> Task 1: Please decide whether each statement agrees with the lbmpy scenario setup page below: (a) relaxation_rate is the only mandatory keyword parameter for the scenario creation functions; (b) valid values for relaxation_rate lie between 0 and 1; (c) the module is described as a good starting point for those new to lbmpy. Answer each with yes or no and quote the deciding words of the page.
> Task 2: Set down word for word the passage of the lbmpy scenario setup page below, starting with "All of the following" and going on through "between 0 and 2).".

> Extract provided:
## Start

Scenario setup

This module contains functions to set up pre-defined scenarios like a lid-driven cavity or channel flows. It is a good starting point if you are new to lbmpy. >>> from lbmpy.enums import Method >>> scenario = create_channel(domain_size=(20, 10), force=1e-5, … method=Method.SRT, relaxation_rate=1.9) >>> scenario.run(100)

All scenarios can be modified, for example you can create a simple channel first, then place an object in it:

>>> from lbmpy.boundaries import NoSlip
>>> from pystencils.slicing import make_slice
>>> flag = scenario.boundary_handling.set_boundary(NoSlip(), make_slice[0.3:0.4, 0.0:0.3])

Functions for scenario setup:

All of the following scenario creation functions take keyword arguments specifying which LBM method should be used and a optimization dictionary, defining performance related options. These parameters are documented at lbmpy.creationfunctions. The only mandatory keyword parameter is relaxation_rate, that defines the viscosity of the fluid (valid values being between 0 and 2).

## End

> Data rows:
## Start

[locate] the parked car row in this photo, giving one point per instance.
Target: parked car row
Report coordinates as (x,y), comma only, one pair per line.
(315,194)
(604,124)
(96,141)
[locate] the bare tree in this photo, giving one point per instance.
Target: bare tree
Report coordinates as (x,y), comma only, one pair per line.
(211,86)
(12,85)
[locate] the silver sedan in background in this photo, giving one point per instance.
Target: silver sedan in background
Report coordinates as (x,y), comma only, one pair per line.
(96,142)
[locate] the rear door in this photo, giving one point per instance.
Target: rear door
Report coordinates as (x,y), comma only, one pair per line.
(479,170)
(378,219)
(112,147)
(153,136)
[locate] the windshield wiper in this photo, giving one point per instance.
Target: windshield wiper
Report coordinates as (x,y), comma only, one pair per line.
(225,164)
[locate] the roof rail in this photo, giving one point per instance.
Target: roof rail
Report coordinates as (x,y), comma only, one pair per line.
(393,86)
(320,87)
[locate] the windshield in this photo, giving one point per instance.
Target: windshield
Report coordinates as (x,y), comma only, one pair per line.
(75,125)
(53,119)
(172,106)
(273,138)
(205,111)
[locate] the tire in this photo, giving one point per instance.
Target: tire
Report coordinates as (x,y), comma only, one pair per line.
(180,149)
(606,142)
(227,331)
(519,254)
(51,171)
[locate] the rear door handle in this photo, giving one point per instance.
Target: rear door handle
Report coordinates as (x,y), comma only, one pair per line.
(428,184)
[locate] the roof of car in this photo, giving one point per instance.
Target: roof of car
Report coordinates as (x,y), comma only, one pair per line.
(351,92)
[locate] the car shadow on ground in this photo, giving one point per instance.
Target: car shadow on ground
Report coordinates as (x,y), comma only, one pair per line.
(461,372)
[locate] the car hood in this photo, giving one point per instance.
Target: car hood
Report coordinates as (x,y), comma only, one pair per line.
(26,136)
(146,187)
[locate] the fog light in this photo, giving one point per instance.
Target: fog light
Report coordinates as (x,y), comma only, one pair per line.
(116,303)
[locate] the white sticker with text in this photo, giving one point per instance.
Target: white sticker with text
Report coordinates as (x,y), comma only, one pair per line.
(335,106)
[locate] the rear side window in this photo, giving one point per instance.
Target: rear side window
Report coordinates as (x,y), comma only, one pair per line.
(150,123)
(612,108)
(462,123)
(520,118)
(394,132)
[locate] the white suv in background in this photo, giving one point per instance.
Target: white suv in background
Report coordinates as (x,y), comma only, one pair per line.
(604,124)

## End

> Exercise output 1:
(a) Yes: "The only mandatory keyword parameter is relaxation_rate"
(b) No: "valid values being between 0 and 2"
(c) Yes: "It is a good starting point if you are new to lbmpy."

> Exercise output 2:
All of the following scenario creation functions take keyword arguments specifying which LBM method should be used and a optimization dictionary, defining performance related options. These parameters are documented at lbmpy.creationfunctions. The only mandatory keyword parameter is relaxation_rate, that defines the viscosity of the fluid (valid values being between 0 and 2).